Texto para leitura:
----
Claro, o cristianismo não é a versão literal sobre a qual eu me apoiava. Se quiséssemos radicalizar, diríamos que os protestantes é que leem essa passagem convencidos de que a fé baseia-se em si mesma, porquanto sua verdade é autoevidente. Para o catolicismo, ao contrário, a fé não se torna algo realmente vivido se não atinge e penetra a inteligência que tenho de mim mesmo e das coisas, isto é, a razão. O processo de comprovação do acontecimento-conhecimento coloca em jogo as experiências originárias de cada um de nós, de modo que cada pessoa possa elaborar o próprio conhecimento das coisas, dirigindo-a para certos fins. Cultura é isso. Um livre processo de autoexame em que o eu aceita se transformar, de fonte de consciência do real – isto é, idealmente centro do mundo – em espelho periférico no qual se refletem outras livres fontes de luz, pensamento e fatos reais.

Alguém poderia objetar: é filosofia demais...
Não creio. Ao invés, penso que o relativismo que impregnou terrivelmente o século XX, filho da crise da modernidade e do predomínio da linguagem sobre a realidade, condena a cultura a ser mera prateleira descritiva na qual se esconde o predomínio do Não-ser, ao invés de instrumento de transformação contínua, baseado na pessoa que quer Ser.

Por que é tão difícil aprender com a experiência?
----
Instrução A:
Imprima o trecho do texto sobre fé e cultura que vai de "Alguém poderia objetar: é" até "que quer Ser.", incluindo ambos.
Instrução B:
De acordo com o texto sobre fé e cultura, a que o relativismo do século XX condena a cultura?
Instrução C:
Prossiga com o texto sobre fé e cultura a partir do ponto em que ele termina.

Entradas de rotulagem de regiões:
----
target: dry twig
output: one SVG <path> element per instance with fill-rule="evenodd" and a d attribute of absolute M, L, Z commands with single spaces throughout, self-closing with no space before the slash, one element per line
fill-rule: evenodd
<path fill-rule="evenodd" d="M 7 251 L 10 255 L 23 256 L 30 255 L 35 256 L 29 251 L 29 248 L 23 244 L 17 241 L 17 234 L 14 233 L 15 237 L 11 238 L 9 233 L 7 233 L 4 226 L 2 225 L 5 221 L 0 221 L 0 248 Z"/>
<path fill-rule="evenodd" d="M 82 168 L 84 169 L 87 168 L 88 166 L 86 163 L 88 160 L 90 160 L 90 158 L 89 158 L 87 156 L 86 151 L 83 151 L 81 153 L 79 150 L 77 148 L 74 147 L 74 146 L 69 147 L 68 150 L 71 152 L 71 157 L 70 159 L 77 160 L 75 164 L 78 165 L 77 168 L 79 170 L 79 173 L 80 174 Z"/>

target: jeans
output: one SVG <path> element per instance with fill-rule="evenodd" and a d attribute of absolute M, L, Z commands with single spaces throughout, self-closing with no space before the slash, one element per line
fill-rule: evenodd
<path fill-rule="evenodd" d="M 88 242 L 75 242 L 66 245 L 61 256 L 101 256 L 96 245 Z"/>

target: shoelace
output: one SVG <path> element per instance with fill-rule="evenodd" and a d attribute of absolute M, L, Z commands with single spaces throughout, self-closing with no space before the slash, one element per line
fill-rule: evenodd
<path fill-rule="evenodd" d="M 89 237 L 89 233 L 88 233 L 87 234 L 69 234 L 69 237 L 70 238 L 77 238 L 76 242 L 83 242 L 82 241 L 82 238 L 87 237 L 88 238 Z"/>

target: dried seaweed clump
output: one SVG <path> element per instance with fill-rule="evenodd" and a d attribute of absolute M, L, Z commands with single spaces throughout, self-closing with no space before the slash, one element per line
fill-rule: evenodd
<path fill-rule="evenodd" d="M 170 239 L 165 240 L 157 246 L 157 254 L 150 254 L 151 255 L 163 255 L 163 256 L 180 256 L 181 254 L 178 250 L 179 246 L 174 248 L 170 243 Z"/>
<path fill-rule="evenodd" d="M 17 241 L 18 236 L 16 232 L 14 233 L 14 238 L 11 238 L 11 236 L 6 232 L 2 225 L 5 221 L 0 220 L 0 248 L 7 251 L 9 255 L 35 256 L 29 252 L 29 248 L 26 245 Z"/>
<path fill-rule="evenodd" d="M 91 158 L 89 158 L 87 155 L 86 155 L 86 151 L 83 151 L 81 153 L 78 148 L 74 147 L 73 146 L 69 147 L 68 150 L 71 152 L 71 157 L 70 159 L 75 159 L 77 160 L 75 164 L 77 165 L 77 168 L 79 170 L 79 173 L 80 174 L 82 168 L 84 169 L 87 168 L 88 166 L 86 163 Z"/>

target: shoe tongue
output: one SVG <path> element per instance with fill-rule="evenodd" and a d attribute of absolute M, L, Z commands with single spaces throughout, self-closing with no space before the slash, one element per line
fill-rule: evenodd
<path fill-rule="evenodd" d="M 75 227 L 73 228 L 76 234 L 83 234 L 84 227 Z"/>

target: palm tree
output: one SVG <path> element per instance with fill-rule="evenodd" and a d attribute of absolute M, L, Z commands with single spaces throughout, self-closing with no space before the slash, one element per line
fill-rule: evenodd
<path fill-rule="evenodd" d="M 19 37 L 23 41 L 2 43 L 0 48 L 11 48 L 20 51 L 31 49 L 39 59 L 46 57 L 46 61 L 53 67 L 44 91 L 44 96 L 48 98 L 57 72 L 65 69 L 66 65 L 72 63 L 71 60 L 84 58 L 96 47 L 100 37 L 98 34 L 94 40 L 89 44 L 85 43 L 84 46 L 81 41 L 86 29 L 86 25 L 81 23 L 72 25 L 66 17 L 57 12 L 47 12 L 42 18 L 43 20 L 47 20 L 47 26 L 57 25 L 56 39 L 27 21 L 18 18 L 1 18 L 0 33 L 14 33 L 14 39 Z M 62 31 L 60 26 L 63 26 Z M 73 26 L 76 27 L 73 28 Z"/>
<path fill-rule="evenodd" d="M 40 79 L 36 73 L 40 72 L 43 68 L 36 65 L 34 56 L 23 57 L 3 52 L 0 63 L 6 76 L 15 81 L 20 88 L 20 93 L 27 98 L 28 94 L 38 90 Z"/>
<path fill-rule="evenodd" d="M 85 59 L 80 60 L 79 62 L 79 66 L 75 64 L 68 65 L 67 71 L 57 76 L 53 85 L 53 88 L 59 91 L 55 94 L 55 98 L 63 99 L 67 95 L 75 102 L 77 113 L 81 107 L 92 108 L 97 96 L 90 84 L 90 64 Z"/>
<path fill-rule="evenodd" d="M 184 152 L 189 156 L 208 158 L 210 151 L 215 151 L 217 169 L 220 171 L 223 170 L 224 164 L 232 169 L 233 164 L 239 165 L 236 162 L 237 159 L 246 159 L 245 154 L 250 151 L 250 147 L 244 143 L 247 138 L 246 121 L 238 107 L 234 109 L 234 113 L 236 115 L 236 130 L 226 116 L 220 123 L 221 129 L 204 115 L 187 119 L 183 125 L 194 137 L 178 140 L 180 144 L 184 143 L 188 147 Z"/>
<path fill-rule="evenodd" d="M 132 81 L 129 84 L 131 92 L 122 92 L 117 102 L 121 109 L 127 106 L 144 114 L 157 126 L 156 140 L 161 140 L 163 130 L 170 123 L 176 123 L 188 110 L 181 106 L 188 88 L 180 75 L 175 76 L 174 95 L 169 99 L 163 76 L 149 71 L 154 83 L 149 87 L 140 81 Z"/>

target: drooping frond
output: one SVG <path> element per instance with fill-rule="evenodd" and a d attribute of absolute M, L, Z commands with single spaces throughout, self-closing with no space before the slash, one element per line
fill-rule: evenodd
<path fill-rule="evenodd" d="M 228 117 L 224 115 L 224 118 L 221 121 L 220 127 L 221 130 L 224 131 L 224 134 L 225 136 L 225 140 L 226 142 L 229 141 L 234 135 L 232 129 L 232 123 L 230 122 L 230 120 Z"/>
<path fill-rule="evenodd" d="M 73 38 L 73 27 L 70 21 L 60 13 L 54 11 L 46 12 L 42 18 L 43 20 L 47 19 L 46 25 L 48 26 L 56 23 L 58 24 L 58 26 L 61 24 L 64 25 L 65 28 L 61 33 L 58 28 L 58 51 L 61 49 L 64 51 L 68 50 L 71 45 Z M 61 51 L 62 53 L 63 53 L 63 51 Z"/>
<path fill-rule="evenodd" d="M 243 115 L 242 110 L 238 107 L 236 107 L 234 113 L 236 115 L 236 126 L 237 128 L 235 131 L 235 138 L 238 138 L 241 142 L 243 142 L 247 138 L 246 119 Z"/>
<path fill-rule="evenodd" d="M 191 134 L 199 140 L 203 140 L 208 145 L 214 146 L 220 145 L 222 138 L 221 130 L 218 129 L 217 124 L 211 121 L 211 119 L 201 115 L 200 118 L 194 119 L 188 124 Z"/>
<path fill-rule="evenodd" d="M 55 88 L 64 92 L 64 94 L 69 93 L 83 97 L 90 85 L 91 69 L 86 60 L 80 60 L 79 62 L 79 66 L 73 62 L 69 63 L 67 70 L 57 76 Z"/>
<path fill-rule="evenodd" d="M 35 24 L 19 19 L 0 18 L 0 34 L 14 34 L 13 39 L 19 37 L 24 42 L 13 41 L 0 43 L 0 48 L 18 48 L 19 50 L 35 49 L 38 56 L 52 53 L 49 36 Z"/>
----
Resultado da tarefa A:
Alguém poderia objetar: é filosofia demais...
Não creio. Ao invés, penso que o relativismo que impregnou terrivelmente o século XX, filho da crise da modernidade e do predomínio da linguagem sobre a realidade, condena a cultura a ser mera prateleira descritiva na qual se esconde o predomínio do Não-ser, ao invés de instrumento de transformação contínua, baseado na pessoa que quer Ser.

Resultado da tarefa B:
A ser mera prateleira descritiva na qual se esconde o predomínio do Não-ser.

Resultado da tarefa C:
Não acho que seja difícil. Digamos que, infelizmente, o circuito midiático-cultural marca o predomínio dos aprendizados já “codificados”, segundo escolas de pensamento prestigiosas, independentemente dos resultados alcançados, como, aliás, acontecia com os que defendiam o aristotelismo frente a Copérnico, Kepler e Galileu. Quem apresenta continuamente confirmações dos efeitos devastadores sobre a família italiana de uma cobrança de impostos iniquamente vexatória, em comparação com qualquer outro país europeu, é considerado ou um papista idiota ou amigo dos sonegadores. Eu poderia seguir adiante com muitos exemplos análogos. O “filisteismo” da nossa época é o suposto “virtuismo” com o qual se veste a teoria segundo a qual a redistribuição vem antes da produção, o coletivo vem antes da pessoa, os vínculos europeus precedem as nossas especificidades econômicas.

Todos nós estamos imersos num contexto cultural que identifica o conhecimento com a ciência e que tende a aplicar o método científico da quantidade e da mensuração a qualquer aspecto da realidade humana, individual ou social. O que você pensa a respeito?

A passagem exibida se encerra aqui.